== Using the information ==
- A) In the article on software stocks, write out the passage that begins at the words "Goldman’s comparative analysis" and stops after the words "of just 5%–10%.".
- B) According to the article on software stocks, by how much did the software sector fall in a single week?

When Wall Street begins comparing software stocks to the newspaper industry, it signals that market fears over AI disruption have reached an extreme level. According to trading desk analysis, Goldman Sachs analyst Ben Snider and his team, in a recently published report, made a rare comparison by placing the current software industry alongside the newspaper sector disrupted by the internet in the early 2000s and the tobacco industry hit by heavy regulation in the late 1990s. This analogy alone illustrates how Wall Street is pricing in the risk of "AI disrupting software business models."
Goldman Sachs argues that the current valuation decline does not reflect short-term profit fluctuations but rather fundamental doubts about the software industry's long-term growth and profit margins. The firm warns that when a sector is perceived to face disruptive risks, stock prices bottom out only when earnings expectations stabilize, not when valuations appear cheap enough.
From "AI dividends" to "AI threats": Software stocks face collective reassessment. Goldman Sachs points out that over the past week, software stocks have become the epicenter of the AI disruption narrative. The software sector plunged 15% in a single week, accumulating a 29% decline from its September 2025 peak. Goldman’s "AI Risk Exposure Basket" has fallen 12% year-to-date. Key catalysts for the shift in market sentiment include Anthropic’s release of Claude collaboration plugins and Google’s launch of the Genie 3 model. Investors now view these developments not merely as productivity enhancers but as direct threats to software companies' pricing power, competitive moats, and even their existential value.
Goldman Sachs explicitly states in the report that the market is no longer debating minor earnings revisions but is questioning whether the software industry is headed for a long-term decline similar to that of newspapers.
Valuations appear "rational," but the market is already betting on a growth collapse. On the surface, software stock valuations have declined significantly:
The sector’s forward price-to-earnings ratio has dropped from around 35x at the end of 2025 to about 20x today, hitting its lowest level since 2014. Valuation premiums relative to the S&P 500 have also fallen to their lowest in over a decade.
However, Goldman emphasizes that the problem lies not in valuations but in the breakdown of the assumptions behind them. The report shows that the software industry’s profit margins and consensus revenue growth expectations remain at their highest levels in at least 20 years, significantly above the S&P 500 average. This implies that the sharp valuation decline reflects expectations of a substantial downward revision in future growth and profitability.
Goldman’s comparative analysis reveals:
In September 2025, when software stocks traded at a P/E of 36x, they were priced for mid-term revenue growth expectations of 15%–20%. Today’s P/E of around 20x corresponds to growth assumptions of just 5%–10%.
In other words, the market is already pricing in a "growth cliff."

== Data extracts ==
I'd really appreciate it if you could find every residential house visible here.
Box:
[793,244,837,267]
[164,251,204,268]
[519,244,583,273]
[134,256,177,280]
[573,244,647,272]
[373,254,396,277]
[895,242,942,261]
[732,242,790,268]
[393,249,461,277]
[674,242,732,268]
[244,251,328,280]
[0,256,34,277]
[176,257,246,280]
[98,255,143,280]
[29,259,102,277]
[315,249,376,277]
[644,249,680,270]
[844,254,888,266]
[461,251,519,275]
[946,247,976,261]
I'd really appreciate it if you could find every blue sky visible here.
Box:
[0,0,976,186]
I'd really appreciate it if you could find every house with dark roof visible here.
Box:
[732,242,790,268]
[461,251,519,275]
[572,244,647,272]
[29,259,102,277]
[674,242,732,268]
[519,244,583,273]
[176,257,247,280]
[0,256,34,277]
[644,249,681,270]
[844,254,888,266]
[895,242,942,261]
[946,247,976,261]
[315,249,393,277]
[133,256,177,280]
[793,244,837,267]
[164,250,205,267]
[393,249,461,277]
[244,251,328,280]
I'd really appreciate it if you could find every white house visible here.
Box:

--

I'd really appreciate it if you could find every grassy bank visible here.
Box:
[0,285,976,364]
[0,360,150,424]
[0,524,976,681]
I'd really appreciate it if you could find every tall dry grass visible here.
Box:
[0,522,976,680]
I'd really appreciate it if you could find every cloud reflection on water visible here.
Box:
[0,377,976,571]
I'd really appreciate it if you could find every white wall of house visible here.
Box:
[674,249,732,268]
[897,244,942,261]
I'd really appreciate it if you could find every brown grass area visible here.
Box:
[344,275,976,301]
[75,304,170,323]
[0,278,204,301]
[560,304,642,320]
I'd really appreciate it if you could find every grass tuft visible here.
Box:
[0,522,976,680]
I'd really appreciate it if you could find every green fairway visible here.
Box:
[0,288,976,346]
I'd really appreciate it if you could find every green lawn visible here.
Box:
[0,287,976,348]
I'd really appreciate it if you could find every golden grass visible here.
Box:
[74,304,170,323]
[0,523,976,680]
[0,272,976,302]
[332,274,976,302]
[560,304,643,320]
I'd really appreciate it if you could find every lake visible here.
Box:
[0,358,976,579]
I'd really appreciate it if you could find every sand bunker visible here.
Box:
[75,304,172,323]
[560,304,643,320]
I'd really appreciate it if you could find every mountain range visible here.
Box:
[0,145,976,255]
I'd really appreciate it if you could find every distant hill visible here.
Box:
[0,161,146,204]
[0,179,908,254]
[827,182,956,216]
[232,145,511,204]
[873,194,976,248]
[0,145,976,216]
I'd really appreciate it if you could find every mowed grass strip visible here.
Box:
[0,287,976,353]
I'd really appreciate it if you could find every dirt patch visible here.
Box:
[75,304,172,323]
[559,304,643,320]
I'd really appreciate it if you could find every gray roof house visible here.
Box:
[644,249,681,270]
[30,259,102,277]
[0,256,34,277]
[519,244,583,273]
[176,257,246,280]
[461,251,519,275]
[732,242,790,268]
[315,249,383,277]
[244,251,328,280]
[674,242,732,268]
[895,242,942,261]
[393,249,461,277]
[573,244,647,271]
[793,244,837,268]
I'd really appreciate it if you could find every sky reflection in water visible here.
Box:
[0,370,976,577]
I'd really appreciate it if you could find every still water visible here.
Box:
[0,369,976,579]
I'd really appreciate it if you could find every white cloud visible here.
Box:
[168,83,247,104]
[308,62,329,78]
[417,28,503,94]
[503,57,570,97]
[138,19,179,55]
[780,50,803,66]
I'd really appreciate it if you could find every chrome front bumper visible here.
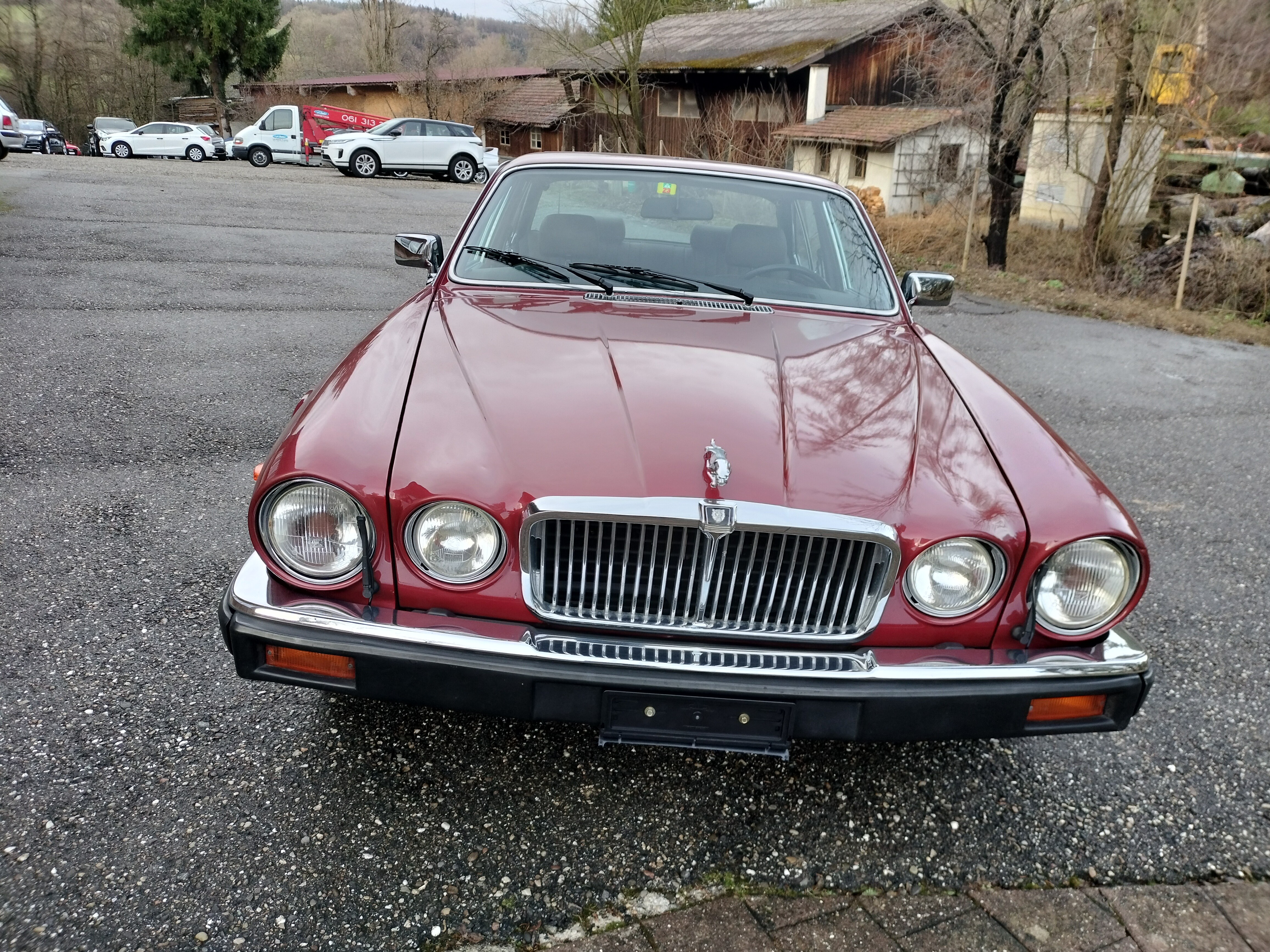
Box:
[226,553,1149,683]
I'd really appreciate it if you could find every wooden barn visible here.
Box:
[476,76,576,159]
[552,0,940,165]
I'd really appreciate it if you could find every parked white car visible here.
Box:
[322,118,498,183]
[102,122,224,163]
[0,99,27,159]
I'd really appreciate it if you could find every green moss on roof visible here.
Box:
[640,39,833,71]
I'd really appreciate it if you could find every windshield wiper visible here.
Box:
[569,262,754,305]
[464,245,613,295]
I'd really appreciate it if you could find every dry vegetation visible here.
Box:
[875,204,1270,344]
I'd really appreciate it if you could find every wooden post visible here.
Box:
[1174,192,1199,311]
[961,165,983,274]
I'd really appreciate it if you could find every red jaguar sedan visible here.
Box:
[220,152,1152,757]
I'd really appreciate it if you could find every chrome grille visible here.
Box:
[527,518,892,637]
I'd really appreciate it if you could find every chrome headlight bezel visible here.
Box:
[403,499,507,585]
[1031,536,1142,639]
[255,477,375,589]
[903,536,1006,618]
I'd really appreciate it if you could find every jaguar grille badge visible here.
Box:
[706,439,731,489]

== Outputs by task ==
- A)
Goldman’s comparative analysis reveals:
In September 2025, when software stocks traded at a P/E of 36x, they were priced for mid-term revenue growth expectations of 15%–20%. Today’s P/E of around 20x corresponds to growth assumptions of just 5%–10%.

- B) 15%